START Data supplied
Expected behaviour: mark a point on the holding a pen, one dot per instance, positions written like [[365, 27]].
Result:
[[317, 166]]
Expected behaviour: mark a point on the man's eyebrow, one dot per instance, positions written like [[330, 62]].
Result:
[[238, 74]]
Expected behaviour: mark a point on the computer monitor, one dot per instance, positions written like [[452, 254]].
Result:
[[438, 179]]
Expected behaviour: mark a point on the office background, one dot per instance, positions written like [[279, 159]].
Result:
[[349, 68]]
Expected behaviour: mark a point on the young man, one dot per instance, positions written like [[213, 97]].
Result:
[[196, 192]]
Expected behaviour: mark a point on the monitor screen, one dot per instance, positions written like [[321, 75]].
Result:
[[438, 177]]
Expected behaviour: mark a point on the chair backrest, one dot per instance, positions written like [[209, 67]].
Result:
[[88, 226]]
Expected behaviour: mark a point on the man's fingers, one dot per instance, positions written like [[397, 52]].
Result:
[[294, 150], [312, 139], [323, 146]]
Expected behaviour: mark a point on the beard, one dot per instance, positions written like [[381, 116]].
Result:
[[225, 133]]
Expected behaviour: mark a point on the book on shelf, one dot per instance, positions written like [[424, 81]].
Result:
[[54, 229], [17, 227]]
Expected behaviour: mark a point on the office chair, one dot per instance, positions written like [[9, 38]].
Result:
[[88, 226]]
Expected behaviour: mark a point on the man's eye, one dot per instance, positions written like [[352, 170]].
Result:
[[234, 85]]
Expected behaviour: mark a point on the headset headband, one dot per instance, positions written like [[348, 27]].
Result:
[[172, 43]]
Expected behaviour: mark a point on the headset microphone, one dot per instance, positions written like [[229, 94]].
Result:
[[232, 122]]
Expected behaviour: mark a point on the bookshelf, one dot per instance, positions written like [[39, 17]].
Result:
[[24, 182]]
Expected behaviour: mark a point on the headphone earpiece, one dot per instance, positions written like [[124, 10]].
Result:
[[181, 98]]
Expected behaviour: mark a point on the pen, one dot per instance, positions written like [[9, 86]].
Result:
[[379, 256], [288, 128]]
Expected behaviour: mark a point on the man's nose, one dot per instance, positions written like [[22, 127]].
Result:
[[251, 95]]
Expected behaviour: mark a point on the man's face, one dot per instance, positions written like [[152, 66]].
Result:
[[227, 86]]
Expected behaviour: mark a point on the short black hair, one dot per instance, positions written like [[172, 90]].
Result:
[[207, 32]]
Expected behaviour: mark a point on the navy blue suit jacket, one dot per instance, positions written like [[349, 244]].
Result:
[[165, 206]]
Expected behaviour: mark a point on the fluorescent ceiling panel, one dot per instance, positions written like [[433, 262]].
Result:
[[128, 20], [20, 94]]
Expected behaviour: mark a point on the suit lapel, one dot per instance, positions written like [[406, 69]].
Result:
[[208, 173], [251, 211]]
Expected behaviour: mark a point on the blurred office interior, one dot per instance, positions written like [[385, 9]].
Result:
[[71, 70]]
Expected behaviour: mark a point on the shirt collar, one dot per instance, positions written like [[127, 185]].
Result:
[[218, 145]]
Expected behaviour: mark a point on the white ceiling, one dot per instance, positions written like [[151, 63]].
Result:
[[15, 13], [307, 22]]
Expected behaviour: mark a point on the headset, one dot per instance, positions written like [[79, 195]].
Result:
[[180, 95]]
END Data supplied
**Task statement:**
Your task is to reproduce all of the records exactly.

**Expected answer:**
Expected behaviour: mark a point on the holding a pen, one dot per instance, positions written like [[365, 27]].
Result:
[[317, 166]]
Expected behaviour: mark a point on the man's eyebrow, one dot per instance, positions written like [[330, 62]].
Result:
[[238, 74]]
Expected behaviour: mark a point on the computer monitor, one dot per instance, positions written like [[452, 254]].
Result:
[[438, 179]]
Expected behaviour: mark a point on the office background, one dot per instance, positions written like [[279, 159]].
Result:
[[349, 68]]
Expected behaviour: mark a point on the young man, one dot per instance, positions written like [[213, 97]].
Result:
[[196, 192]]
Expected behaviour: mark a point on the monitor screen, one dot per instance, positions written like [[321, 75]].
Result:
[[438, 177]]
Expected behaviour: mark a point on the chair backrest, one dot per instance, positions written like [[209, 67]].
Result:
[[88, 226]]
Expected behaviour: mark a point on the man's fingers, one dot per instance, positions written like [[397, 52]].
Result:
[[294, 150], [312, 139], [323, 146]]
Expected behaviour: mark a point on the beard, one dot per instance, positions written like [[381, 116]].
Result:
[[225, 133]]
Expected behaviour: mark a point on the book on shelf, one dot per instance, positions written like [[424, 81]].
Result:
[[54, 229], [17, 227]]
Expected behaviour: mark a point on the office chair, one dot per instance, positions written like [[9, 38]].
Result:
[[88, 226]]
Expected behaviour: mark a point on the man's eye, one dot per instance, positions written like [[352, 170]].
Result:
[[234, 85]]
Expected behaviour: mark a point on the headset headband, one dot per instance, positions written like [[348, 27]].
Result:
[[172, 43]]
Expected behaviour: mark a point on the headset microphone, one dot per instance, positions written like [[229, 94]].
Result:
[[232, 122]]
Expected behaviour: mark a point on the bookshelf, one dot per instance, positions written like [[39, 17]].
Result:
[[24, 182]]
Expected behaviour: mark a point on the headphone earpiece, one dot per instance, positions written like [[124, 10]].
Result:
[[181, 98]]
Expected behaviour: mark a point on the pen, one dot per instance, positions written like [[9, 86]].
Result:
[[379, 256], [288, 128]]
Expected behaviour: mark a point on the man's nose, one dot per instance, positions written like [[22, 127]].
Result:
[[251, 95]]
Expected behaviour: mark a point on the man's face, one dot per instance, positions written like [[152, 66]].
Result:
[[227, 86]]
Expected behaviour: mark a point on the short black hair, one dot per instance, positions written like [[172, 90]].
Result:
[[207, 32]]
Expected behaviour: mark a point on the navy blue suit jacket, one dot per instance, positions written like [[349, 244]].
Result:
[[165, 206]]
Expected behaviour: mark a point on the fluorescent ceiling panel, one dot per instance, positions written like [[433, 262]].
Result:
[[128, 20], [20, 94]]
Expected behaviour: mark a point on the suit lapel, one dot per instance, positions written like [[406, 69]].
Result:
[[208, 173], [251, 211]]
Expected behaviour: mark a point on the blurred office interior, one dot per instance, positions written like [[385, 9]].
Result:
[[71, 70]]
Expected behaviour: mark a point on the shirt collar, one dot per instance, positions written like [[127, 185]].
Result:
[[218, 145]]
Expected behaviour: mark a point on the white ceiling, one dot per instance, positions written like [[151, 63]].
Result:
[[15, 13], [307, 22]]
Expected behaviour: mark a point on the headset, one dot per instance, positions written like [[79, 195]].
Result:
[[180, 95]]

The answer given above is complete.